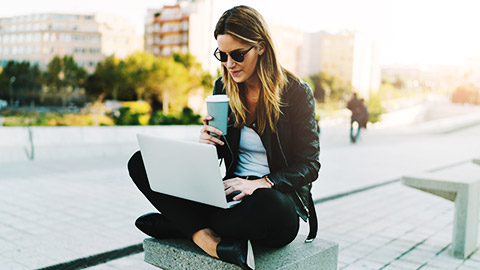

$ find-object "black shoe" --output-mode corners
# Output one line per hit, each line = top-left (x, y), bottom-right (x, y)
(135, 212), (183, 239)
(216, 239), (255, 270)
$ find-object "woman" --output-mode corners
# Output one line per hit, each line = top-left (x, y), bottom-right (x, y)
(128, 6), (320, 270)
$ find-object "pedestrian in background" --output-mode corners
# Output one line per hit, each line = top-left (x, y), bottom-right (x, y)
(347, 92), (363, 143)
(359, 98), (369, 130)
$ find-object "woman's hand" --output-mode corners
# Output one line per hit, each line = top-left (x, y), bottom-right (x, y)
(223, 177), (272, 201)
(199, 115), (224, 146)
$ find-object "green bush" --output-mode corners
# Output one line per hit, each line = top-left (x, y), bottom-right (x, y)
(113, 107), (141, 125)
(0, 110), (111, 126)
(366, 93), (385, 124)
(179, 107), (201, 125)
(149, 107), (201, 125)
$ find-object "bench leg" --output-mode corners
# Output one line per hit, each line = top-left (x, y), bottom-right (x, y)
(452, 186), (480, 259)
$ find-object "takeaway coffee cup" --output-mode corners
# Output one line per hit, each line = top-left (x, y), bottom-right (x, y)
(206, 94), (229, 136)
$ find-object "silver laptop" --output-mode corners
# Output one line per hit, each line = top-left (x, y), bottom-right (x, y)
(137, 134), (239, 209)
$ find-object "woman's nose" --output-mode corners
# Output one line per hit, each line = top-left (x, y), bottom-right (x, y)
(226, 56), (236, 69)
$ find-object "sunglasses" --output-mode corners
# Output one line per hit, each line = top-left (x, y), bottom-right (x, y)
(213, 46), (255, 62)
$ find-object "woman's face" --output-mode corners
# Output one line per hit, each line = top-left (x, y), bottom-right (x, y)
(216, 34), (263, 84)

________

= What you should do =
The task calls for all lines in the entries that hold "woman".

= Answer section =
$ find-object "woman" --output-mode corners
$ find-object "woman's hand" --output-mode corners
$ find-object "woman's nose" --output-mode corners
$ find-object "woman's face" --output-mode corners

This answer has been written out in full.